▶ _Document text_
Quite a volatile week ended with EUR/USD trading around 1.0560, not far from the year-to-date low of 1.0470. The pair corrected part of its previous weekly losses but overall retains the bearish stance.

Blame it on central banks

Central banks took centre stage this week, as overheating inflation keeps running out of control, and monetary tightening has become the new norm. The Reserve Bank of Australia was the first, hiking its cash rate by 25 bps. “The economy has proven to be resilient, and inflation has picked up more quickly, and to a higher level, than was expected,” the accompanying statement reads.

On Wednesday, it was the turn of the US Federal Reserve, probably the most anticipated event of the week. As widely expected, the central bank raised the Fed Funds rate by 50 bps to a range of 0.75% to 1% and announced the bank would start reducing the balance sheet on June 1. Policymakers said they would begin with a $47.5 billion cap on the monthly runoff, rising to $95 billion after three months.

Financial markets showed little reaction to the announcement, which was pretty much in line with expectations. However, hell broke loose with Chair Jerome Powell's press conference. Among other things, Powell dismissed potential 75 bps hikes, and investors cheered the “less aggressive” stance. Wall Street rallied, dragging alongside high-yielding currencies to the detriment of the greenback. The EUR/USD pair reached a weekly high of 1.0641 in the aftermath of the announcement, then plummeted to a weekly low of 1.0492 early on Thursday.

The catalyst for the dollar’s recovery was the Bank of England.  The BOE’s Monetary Policy Committee unanimously agreed to raise rates by 25 bps to 1%. However, the central bank downwardly revised its growth estimates for this year and the next one. Additionally, Governor Andrew Bailey warned that the UK is at risk of slipping into recession before the year-end, adding that inflation could go above 10% in the upcoming months.

Reality check for market participants

Bailey’s reality check extended to US shores as the American economy faces stagflation, that is, slowing economic growth coupled with rising inflation. Wall Street plummeted on Thursday, and the greenback regained its poise.

Also, market participants realized that the Fed may not have been more aggressive than anticipated, but it is indeed the one applying the toughest measures. European Central Bank officials have mentioned July as the possible date on which they would discuss a rate hike,  but by that moment, the Fed would have likely pulled the trigger again by another 50 bps. In the long run, the central banks’ imbalance will keep favoring the American currency.

▶ _Dataset content_
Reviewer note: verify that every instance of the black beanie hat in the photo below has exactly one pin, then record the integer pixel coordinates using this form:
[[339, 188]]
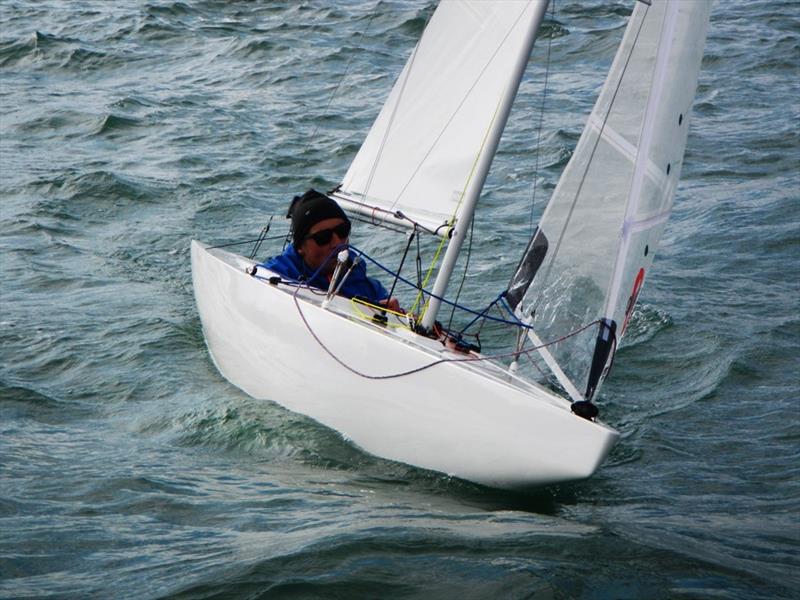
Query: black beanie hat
[[308, 210]]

▶ _Task objective_
Transcribe the EUR/USD commentary above word for word, from "Blame it on" up to and including "accompanying statement reads.".

▶ _Complete output_
Blame it on central banks

Central banks took centre stage this week, as overheating inflation keeps running out of control, and monetary tightening has become the new norm. The Reserve Bank of Australia was the first, hiking its cash rate by 25 bps. “The economy has proven to be resilient, and inflation has picked up more quickly, and to a higher level, than was expected,” the accompanying statement reads.